-------- Source excerpt

The trailer features a gorgeous, immersive world in which Wukong travels by foot, wing, and cloud battling underlings and demonic bosses. Monkey is shown capable of freezing enemies in place, making soldiers with his hair, and hardening his body to avoid damage, as well as transforming into a cicada (for covert travel and reconnaissance) and a large golden ape (for boss battles). See here for a great explanation of the cultural and literary references in the game.
Video 1 – The 13 minute game play trailer for Black Myth: Wukong.
Interestingly, some characters in the game hint at a second Wukong. For example, a low-level demon boss says, “Hmm…another monkey?” upon meeting Wukong. Later, an earth god sees him and proclaims, “Similar!”, thus alluding to the other Monkey. This mystery comes to a head at the end of the trailer when Wukong goes to strike another character, and his weapon is blocked by a staff with little effort. The camera pans upwards along the shaft, passed glowing Chinese characters for the “‘As-you-will’ Gold-Banded Staff” (Ruyi jingu bang, 如意金箍棒), revealing the Great Sage Equaling Heaven in his golden armor. This implies the “real” Sun Wukong has arrived and the gamer has been playing as a “fake” Monkey the entire time. But who is this figure?
I suggest this fake Monkey is the Six-Eared Macaque. As noted above, this impostor wishes to win all the glory by completing the quest on his own. His exact words read:
I struck the Tang Monk [with my staff] and I took the luggage not because I didn’t want to go to the West, nor because I loved to live in this place [Flower-Fruit Mountain]. I’m studying the rescript at the moment precisely because I want to go to the West all by myself to ask Buddha for the scriptures. When I deliver them to the Land of the East, it will be my success and no one else’s. Those people of the South Jambudvipa Continent will honor me then as their patriarch and my fame will last for all posterity (Wu & Yu, 2012, vol. 3, p. 100).
This would explain why the fake Monkey is traveling alone and why the real Wukong stops him at the end of the trailer.
6. Conclusion
The Six-Eared Macaque is a supernatural primate who wishes to take Wukong’s place in order to win all the glory by finishing the quest on his own. He is possibly Monkey’s former sworn brother, the Macaque King, who took the title “Great Sage Informing Wind.” His six ears are likely based on the Buddhist phrase “The dharma is not to be transmitted to the sixth ear,” denoting a great secret that must only be passed to an initiated disciple. His ability to eavesdrop on such secrets from a thousand miles away identifies him as a practitioner of heterodoxy. Being a copy of Monkey, the macaque also symbolizes the “Mind Monkey,” thereby marking their battle as an allegory for the internal struggle between the true and illusionary minds. The spirit’s death at the end represents the blossoming of One Mind.
The Six-Eared Macaque is referenced several times in the sequel A Supplement to the Journey to the West (1640). In chapter ten, Monkey is freed from a magical trap by his very own spirit, who presents himself as Sun Wukong, causing our hero to mistakenly assume his doppelganger has returned. In chapter 12, a court singer alludes to Guanyin’s failure to distinguish the true Great Sage from the fake one. Finally, in chapter 15, Wukong presents himself as the macaque in order to infiltrate Tripitaka’s army.

----------------
-------- Entries shown

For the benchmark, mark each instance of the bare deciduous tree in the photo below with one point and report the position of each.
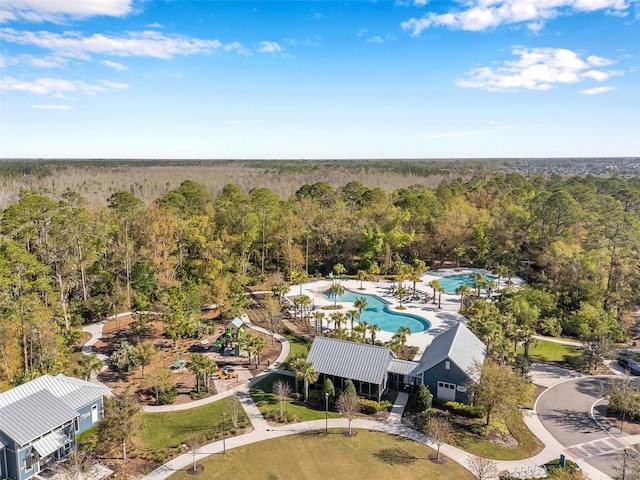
(282, 390)
(440, 430)
(482, 468)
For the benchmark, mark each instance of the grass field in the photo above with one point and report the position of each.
(546, 351)
(316, 456)
(170, 429)
(269, 405)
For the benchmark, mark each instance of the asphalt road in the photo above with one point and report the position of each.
(565, 411)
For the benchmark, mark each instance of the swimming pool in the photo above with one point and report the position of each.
(378, 312)
(452, 282)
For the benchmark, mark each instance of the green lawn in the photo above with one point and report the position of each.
(298, 347)
(528, 444)
(316, 456)
(169, 430)
(546, 351)
(269, 405)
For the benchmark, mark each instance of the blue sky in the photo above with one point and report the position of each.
(330, 79)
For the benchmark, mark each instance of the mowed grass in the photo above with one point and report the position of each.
(298, 347)
(528, 444)
(316, 456)
(270, 406)
(552, 352)
(170, 429)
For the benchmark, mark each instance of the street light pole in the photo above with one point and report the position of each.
(326, 412)
(224, 444)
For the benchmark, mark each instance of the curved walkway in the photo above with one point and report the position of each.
(263, 431)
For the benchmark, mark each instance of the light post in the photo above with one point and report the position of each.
(224, 445)
(326, 412)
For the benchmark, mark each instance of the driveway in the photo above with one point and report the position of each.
(565, 411)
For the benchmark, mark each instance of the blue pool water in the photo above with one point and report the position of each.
(377, 311)
(452, 282)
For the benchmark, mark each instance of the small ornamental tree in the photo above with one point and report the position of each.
(424, 398)
(327, 387)
(348, 406)
(441, 431)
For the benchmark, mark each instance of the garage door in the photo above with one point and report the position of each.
(446, 391)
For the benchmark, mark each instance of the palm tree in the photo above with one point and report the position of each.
(463, 290)
(280, 288)
(502, 271)
(401, 292)
(352, 315)
(319, 317)
(362, 276)
(308, 374)
(338, 318)
(478, 280)
(441, 290)
(373, 328)
(360, 304)
(435, 284)
(87, 365)
(296, 365)
(335, 290)
(338, 269)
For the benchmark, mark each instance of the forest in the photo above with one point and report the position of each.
(67, 259)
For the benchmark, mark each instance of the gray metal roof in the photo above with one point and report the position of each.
(459, 345)
(404, 367)
(50, 443)
(31, 417)
(75, 392)
(357, 361)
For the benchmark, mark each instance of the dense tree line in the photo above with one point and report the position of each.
(65, 261)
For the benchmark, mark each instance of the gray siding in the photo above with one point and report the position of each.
(438, 373)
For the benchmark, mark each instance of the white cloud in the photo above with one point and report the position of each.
(52, 107)
(480, 15)
(536, 69)
(596, 91)
(464, 133)
(59, 10)
(140, 44)
(270, 47)
(115, 65)
(57, 87)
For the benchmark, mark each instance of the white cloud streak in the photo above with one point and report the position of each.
(58, 87)
(51, 107)
(537, 69)
(58, 10)
(596, 90)
(115, 65)
(132, 44)
(270, 47)
(481, 15)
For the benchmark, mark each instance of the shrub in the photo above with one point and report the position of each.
(369, 407)
(167, 397)
(457, 408)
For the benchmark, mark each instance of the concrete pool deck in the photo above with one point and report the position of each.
(440, 319)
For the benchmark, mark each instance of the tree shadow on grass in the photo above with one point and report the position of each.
(395, 456)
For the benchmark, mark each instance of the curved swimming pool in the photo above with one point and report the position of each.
(378, 312)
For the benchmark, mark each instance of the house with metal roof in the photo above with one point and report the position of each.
(40, 419)
(446, 365)
(451, 361)
(366, 365)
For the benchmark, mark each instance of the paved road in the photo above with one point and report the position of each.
(565, 410)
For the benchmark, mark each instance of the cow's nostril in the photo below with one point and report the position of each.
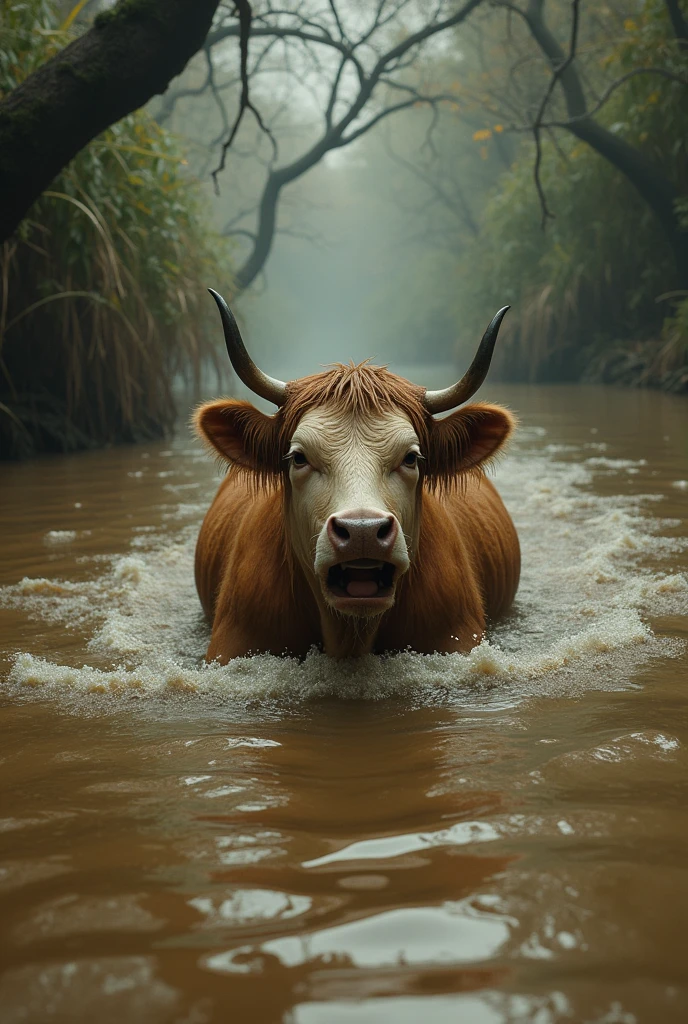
(341, 531)
(385, 529)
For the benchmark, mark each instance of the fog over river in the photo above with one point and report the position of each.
(484, 838)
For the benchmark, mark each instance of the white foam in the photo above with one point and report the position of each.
(590, 582)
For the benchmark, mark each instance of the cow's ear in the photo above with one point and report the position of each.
(241, 434)
(466, 439)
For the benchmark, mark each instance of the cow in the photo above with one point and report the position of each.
(353, 519)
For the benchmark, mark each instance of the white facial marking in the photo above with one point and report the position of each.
(341, 463)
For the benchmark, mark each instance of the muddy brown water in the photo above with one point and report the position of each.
(490, 838)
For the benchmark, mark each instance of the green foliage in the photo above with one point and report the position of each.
(102, 290)
(601, 269)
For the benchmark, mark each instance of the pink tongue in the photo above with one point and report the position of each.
(361, 588)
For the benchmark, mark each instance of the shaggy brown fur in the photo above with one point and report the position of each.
(467, 564)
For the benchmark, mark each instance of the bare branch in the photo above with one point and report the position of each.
(538, 125)
(245, 103)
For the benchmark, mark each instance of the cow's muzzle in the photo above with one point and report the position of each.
(368, 554)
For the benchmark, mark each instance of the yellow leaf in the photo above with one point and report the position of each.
(76, 10)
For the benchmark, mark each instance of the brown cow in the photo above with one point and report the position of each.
(352, 518)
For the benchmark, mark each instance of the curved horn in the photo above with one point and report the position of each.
(449, 397)
(267, 387)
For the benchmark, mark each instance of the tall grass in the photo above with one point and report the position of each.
(595, 294)
(102, 289)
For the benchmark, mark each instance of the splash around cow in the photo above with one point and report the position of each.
(354, 519)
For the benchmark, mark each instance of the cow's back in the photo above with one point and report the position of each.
(250, 596)
(466, 570)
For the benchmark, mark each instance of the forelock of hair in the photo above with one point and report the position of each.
(360, 388)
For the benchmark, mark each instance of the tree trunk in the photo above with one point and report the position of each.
(644, 175)
(129, 55)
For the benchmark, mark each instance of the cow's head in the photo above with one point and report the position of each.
(354, 446)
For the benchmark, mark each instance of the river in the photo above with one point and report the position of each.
(487, 838)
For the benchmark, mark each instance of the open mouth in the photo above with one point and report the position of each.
(361, 580)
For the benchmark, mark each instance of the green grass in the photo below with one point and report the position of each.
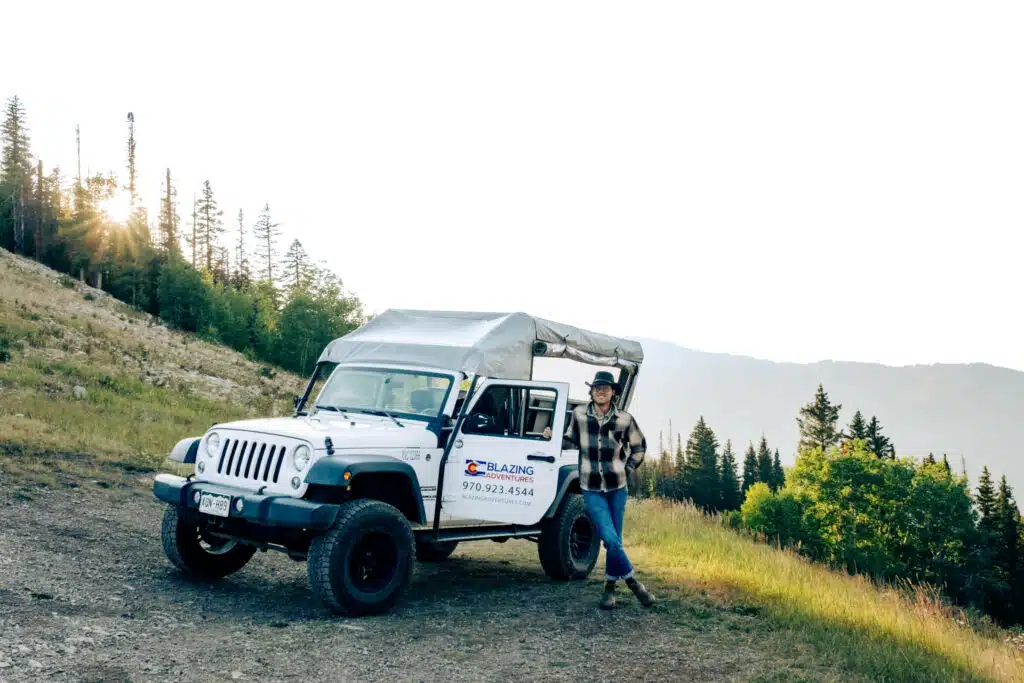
(125, 427)
(880, 633)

----------------

» Requests:
• a. According to the Six-Eared Macaque excerpt, what title did the Macaque King take?
• b. Retype everything in the entries from the line containing "For the benchmark, mark each instance of the cow's head" down to the last line of the entries, leaving the pictures out.

» Exercise solutions:
• a. "Great Sage Informing Wind."

• b.
For the benchmark, mark each instance of the cow's head in the photo above with one point and report the position of each.
(354, 446)
For the benchmark, mark each instance of the river in the photo above with one point and report the position of each.
(487, 838)
For the benchmark, mark each instance of the open mouth in the photo above with one point and report the position of each.
(361, 580)
For the benchmark, mark each instance of the green grass in the photo below with one point and report the position of each.
(125, 427)
(880, 633)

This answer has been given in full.